Progress comes at a cost. The technological revolution and the adverse economic situation will cause the loss of around 14 million jobs in the world in the next decade.
This is the calculation made by the Davos Forum in the report The future of jobs report 2023, which was made public in detail yesterday. The energy transition will create new jobs. Specifically, it is estimated that around 68 million jobs will be created in these new sectors: artificial intelligence, sustainability specialists, business analysts, IT security experts, digital commerce and also classic areas more resistant to digitization, such as ‘education or agriculture.
But, on the opposite front, there will be a hemorrhage of 83 million jobs in certain activities susceptible to automation. Not only because of the robots, as has been warned in recent years, but because of the algorithm. Areas such as bank tellers, postal services, administrative secretaries, clerks, accounting, statistics, archives and documentation will suffer…
“For people around the world, the past three years have been full of turmoil and uncertainty for their lives and livelihoods, with covid, geopolitical and economic changes, and the rapid advancement of AI and other technologies which now risk creating more uncertainty,” said Saadia Zahidi, Director General of the World Economic Forum.
There is a fact that invites reflection. While today 66% of work tasks are done by humans, this percentage will drop to 57% in 2027. This means that in five years 43% of the work will be done by machines.
What should humans do to defend our jobs? Well, we will have to update our knowledge. According to the World Economic Forum, 44% of what humans know now will no longer serve us. It will be necessary to train in analytical and creative thinking, resilience, flexibility, agility, motivation and curiosity: capacities inherent in human beings that will allow us to (still) compete in the labor market of the future.
The paradox is that in the current situation there are already mismatches between supply and demand. The Davos report cites some data produced by the LinkedIn platform, according to which in some sectors it is difficult to find available labor to work or the right profiles to cover the position. Specifically, this situation of tension is present in the hospitality industry, fossil energy, the manufacturing industry and the health sector.
By country, the ratio of unfilled vacancies to job demands has soared in Germany, the Netherlands and the US, a trend that began during the pandemic and has continued until now.
And so, the labor market has entered the following paradox: in the future there will be jobs that will disappear. And many of the jobs that are offered today will be left without candidates interested in taking them or who have the necessary skills to do them.

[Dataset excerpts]
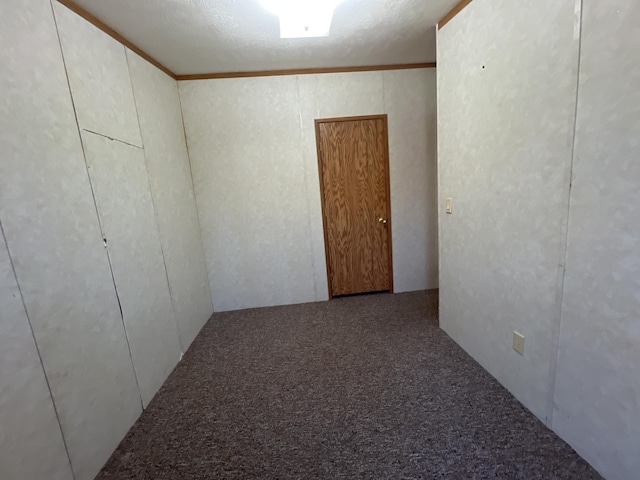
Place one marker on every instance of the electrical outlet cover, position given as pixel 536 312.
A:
pixel 518 342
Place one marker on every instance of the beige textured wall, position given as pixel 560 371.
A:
pixel 508 82
pixel 252 148
pixel 54 212
pixel 597 387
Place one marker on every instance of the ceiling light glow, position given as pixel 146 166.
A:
pixel 303 18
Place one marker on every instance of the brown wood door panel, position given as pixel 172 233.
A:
pixel 353 166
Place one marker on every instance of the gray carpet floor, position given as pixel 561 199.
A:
pixel 357 388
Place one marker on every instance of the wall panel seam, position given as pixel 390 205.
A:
pixel 195 197
pixel 33 336
pixel 153 205
pixel 562 263
pixel 95 204
pixel 306 191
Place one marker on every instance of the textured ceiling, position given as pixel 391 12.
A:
pixel 207 36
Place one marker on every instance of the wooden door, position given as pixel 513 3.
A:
pixel 353 161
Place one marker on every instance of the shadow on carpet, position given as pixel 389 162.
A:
pixel 361 387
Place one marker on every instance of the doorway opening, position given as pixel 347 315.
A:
pixel 353 163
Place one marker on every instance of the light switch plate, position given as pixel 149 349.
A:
pixel 518 342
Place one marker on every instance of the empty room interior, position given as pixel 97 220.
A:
pixel 319 239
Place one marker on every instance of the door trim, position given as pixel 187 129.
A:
pixel 384 119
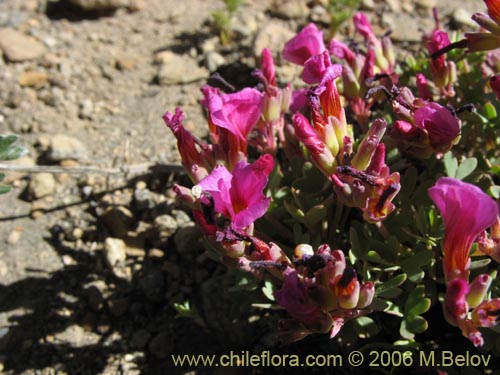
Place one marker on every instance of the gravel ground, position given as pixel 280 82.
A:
pixel 91 265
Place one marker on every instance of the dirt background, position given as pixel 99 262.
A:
pixel 90 264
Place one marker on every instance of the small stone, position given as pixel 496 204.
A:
pixel 140 339
pixel 144 199
pixel 156 253
pixel 165 225
pixel 14 236
pixel 114 252
pixel 118 306
pixel 161 345
pixel 18 47
pixel 272 35
pixel 96 294
pixel 125 63
pixel 118 219
pixel 42 185
pixel 35 79
pixel 368 5
pixel 462 18
pixel 177 69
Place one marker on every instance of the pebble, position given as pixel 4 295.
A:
pixel 118 306
pixel 86 109
pixel 114 252
pixel 152 284
pixel 462 18
pixel 214 60
pixel 178 69
pixel 42 185
pixel 18 47
pixel 161 345
pixel 118 219
pixel 35 79
pixel 292 9
pixel 166 226
pixel 272 35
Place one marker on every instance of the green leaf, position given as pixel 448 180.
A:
pixel 466 168
pixel 450 164
pixel 417 324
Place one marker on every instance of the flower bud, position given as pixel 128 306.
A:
pixel 303 250
pixel 366 294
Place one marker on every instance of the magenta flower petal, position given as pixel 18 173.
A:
pixel 237 112
pixel 466 212
pixel 439 123
pixel 307 43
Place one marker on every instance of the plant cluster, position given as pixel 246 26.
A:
pixel 369 190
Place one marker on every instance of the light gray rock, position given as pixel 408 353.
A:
pixel 292 9
pixel 18 47
pixel 166 226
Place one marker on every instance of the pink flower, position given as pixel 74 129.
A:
pixel 239 195
pixel 307 43
pixel 441 126
pixel 237 112
pixel 495 85
pixel 466 212
pixel 196 158
pixel 293 296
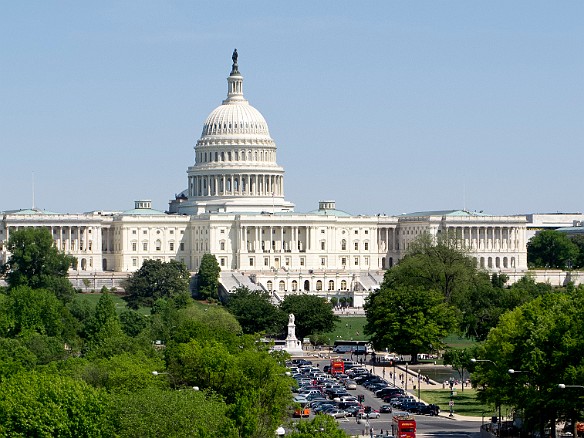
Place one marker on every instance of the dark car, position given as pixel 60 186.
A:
pixel 431 410
pixel 385 409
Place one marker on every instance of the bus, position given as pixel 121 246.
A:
pixel 355 347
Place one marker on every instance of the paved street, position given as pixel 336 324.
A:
pixel 440 426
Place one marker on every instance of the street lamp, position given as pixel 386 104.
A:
pixel 473 360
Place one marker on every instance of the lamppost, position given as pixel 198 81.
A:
pixel 564 386
pixel 451 380
pixel 473 360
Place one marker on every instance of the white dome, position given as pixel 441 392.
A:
pixel 235 118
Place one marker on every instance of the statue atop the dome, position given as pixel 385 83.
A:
pixel 234 67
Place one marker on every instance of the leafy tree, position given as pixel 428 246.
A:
pixel 255 312
pixel 26 309
pixel 252 382
pixel 313 314
pixel 408 320
pixel 208 277
pixel 159 413
pixel 14 358
pixel 133 323
pixel 43 405
pixel 156 279
pixel 551 249
pixel 460 359
pixel 36 262
pixel 323 426
pixel 578 240
pixel 543 340
pixel 434 265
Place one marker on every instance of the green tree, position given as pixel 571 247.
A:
pixel 26 309
pixel 36 262
pixel 156 279
pixel 159 413
pixel 542 340
pixel 133 323
pixel 439 264
pixel 460 359
pixel 323 426
pixel 551 249
pixel 255 312
pixel 312 314
pixel 578 240
pixel 408 320
pixel 208 277
pixel 46 405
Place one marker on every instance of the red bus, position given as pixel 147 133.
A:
pixel 337 367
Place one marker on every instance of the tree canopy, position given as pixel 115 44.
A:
pixel 313 314
pixel 156 279
pixel 408 320
pixel 542 341
pixel 551 249
pixel 208 277
pixel 255 312
pixel 35 261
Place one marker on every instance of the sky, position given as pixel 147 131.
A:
pixel 383 106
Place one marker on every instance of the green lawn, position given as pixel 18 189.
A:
pixel 465 402
pixel 120 304
pixel 350 328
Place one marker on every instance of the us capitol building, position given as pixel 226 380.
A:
pixel 234 208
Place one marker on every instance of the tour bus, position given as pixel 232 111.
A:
pixel 355 347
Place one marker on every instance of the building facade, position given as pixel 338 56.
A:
pixel 234 207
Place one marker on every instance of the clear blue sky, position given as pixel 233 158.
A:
pixel 384 106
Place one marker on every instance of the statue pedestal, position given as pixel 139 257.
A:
pixel 293 345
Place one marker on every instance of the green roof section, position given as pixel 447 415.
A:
pixel 29 211
pixel 451 213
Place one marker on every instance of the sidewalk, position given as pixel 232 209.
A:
pixel 410 384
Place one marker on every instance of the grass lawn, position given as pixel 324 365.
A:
pixel 465 402
pixel 350 328
pixel 120 304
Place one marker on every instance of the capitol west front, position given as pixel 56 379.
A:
pixel 234 208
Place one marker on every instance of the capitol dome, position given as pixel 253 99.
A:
pixel 235 118
pixel 235 167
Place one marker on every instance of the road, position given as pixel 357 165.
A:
pixel 440 426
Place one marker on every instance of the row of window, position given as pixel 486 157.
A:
pixel 209 157
pixel 294 285
pixel 157 246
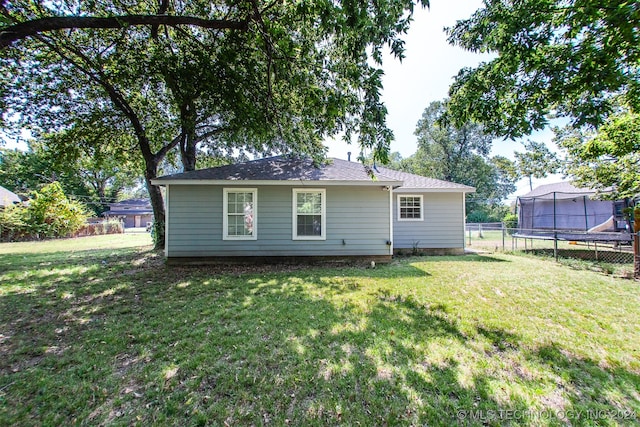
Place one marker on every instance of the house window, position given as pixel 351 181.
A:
pixel 309 214
pixel 410 208
pixel 240 214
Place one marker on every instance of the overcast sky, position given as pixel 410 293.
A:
pixel 425 75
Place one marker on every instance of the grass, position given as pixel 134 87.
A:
pixel 578 255
pixel 113 336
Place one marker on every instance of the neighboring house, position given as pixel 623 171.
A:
pixel 562 206
pixel 8 198
pixel 132 212
pixel 287 207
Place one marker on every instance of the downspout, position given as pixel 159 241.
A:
pixel 464 221
pixel 391 220
pixel 167 219
pixel 555 233
pixel 586 218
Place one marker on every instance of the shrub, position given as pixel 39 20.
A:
pixel 510 221
pixel 49 214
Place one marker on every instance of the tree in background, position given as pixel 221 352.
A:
pixel 259 76
pixel 92 178
pixel 607 160
pixel 461 154
pixel 536 162
pixel 569 58
pixel 49 214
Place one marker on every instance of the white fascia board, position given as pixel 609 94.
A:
pixel 302 183
pixel 434 190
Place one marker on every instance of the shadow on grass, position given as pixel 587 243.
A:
pixel 136 342
pixel 453 258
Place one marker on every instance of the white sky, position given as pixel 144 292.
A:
pixel 425 75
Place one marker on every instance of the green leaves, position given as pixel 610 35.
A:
pixel 567 58
pixel 608 159
pixel 49 214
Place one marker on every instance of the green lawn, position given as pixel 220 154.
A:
pixel 113 336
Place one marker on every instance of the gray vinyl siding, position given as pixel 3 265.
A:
pixel 441 228
pixel 357 223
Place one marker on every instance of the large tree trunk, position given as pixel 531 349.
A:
pixel 157 204
pixel 189 141
pixel 636 242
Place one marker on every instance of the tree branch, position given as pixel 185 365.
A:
pixel 15 32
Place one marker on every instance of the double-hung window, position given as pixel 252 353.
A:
pixel 309 214
pixel 240 214
pixel 410 208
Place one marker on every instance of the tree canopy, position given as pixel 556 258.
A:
pixel 296 74
pixel 564 58
pixel 536 162
pixel 608 159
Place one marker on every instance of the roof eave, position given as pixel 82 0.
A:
pixel 292 182
pixel 435 190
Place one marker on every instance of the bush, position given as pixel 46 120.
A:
pixel 510 221
pixel 49 214
pixel 112 226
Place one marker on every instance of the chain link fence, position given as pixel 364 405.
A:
pixel 608 248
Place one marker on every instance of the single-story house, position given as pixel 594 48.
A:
pixel 132 212
pixel 8 198
pixel 289 207
pixel 562 206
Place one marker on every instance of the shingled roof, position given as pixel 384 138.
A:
pixel 289 168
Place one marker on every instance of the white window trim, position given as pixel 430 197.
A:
pixel 421 208
pixel 225 213
pixel 294 221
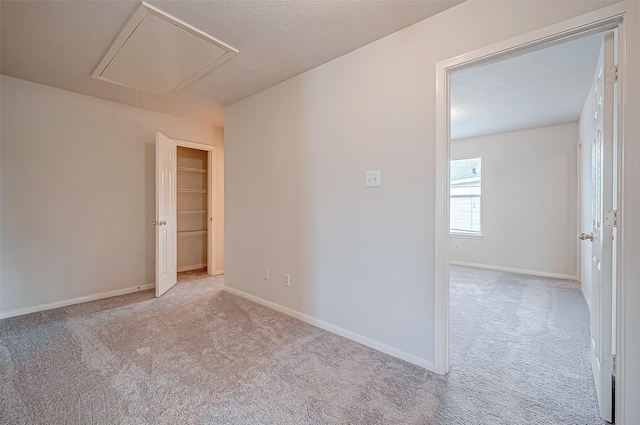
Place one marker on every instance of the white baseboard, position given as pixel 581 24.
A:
pixel 65 303
pixel 512 270
pixel 586 299
pixel 376 345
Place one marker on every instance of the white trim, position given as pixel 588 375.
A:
pixel 371 343
pixel 211 211
pixel 211 198
pixel 513 270
pixel 610 17
pixel 193 145
pixel 586 298
pixel 72 301
pixel 135 20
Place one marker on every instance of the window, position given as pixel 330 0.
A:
pixel 465 197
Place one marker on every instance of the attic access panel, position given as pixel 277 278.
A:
pixel 158 54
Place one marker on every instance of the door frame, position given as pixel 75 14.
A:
pixel 211 197
pixel 607 18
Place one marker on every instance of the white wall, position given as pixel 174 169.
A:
pixel 587 129
pixel 529 201
pixel 78 191
pixel 361 259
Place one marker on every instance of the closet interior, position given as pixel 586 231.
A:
pixel 192 208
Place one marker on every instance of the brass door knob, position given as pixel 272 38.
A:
pixel 586 237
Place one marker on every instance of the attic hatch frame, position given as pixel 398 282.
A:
pixel 608 18
pixel 132 24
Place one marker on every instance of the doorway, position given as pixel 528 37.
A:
pixel 445 71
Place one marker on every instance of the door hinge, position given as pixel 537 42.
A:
pixel 611 74
pixel 611 218
pixel 609 362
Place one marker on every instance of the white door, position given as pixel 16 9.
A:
pixel 603 176
pixel 166 214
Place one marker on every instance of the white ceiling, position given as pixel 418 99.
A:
pixel 543 88
pixel 59 43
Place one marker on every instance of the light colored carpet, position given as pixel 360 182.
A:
pixel 198 355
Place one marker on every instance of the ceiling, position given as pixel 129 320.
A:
pixel 59 43
pixel 543 88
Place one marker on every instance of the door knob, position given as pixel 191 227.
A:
pixel 586 237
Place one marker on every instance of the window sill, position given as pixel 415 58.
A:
pixel 466 235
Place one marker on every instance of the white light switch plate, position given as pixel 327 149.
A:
pixel 373 179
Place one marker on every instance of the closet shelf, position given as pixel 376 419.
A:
pixel 191 191
pixel 192 233
pixel 192 170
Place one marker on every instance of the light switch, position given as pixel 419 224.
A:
pixel 373 179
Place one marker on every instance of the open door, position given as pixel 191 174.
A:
pixel 603 175
pixel 166 214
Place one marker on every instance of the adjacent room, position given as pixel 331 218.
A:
pixel 520 193
pixel 231 212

- [TASK REQUIREMENTS]: In the article on the future of jobs, which countries saw the ratio of unfilled vacancies to job demands soar?

- [WRITTEN ANSWER]: Germany, the Netherlands and the US.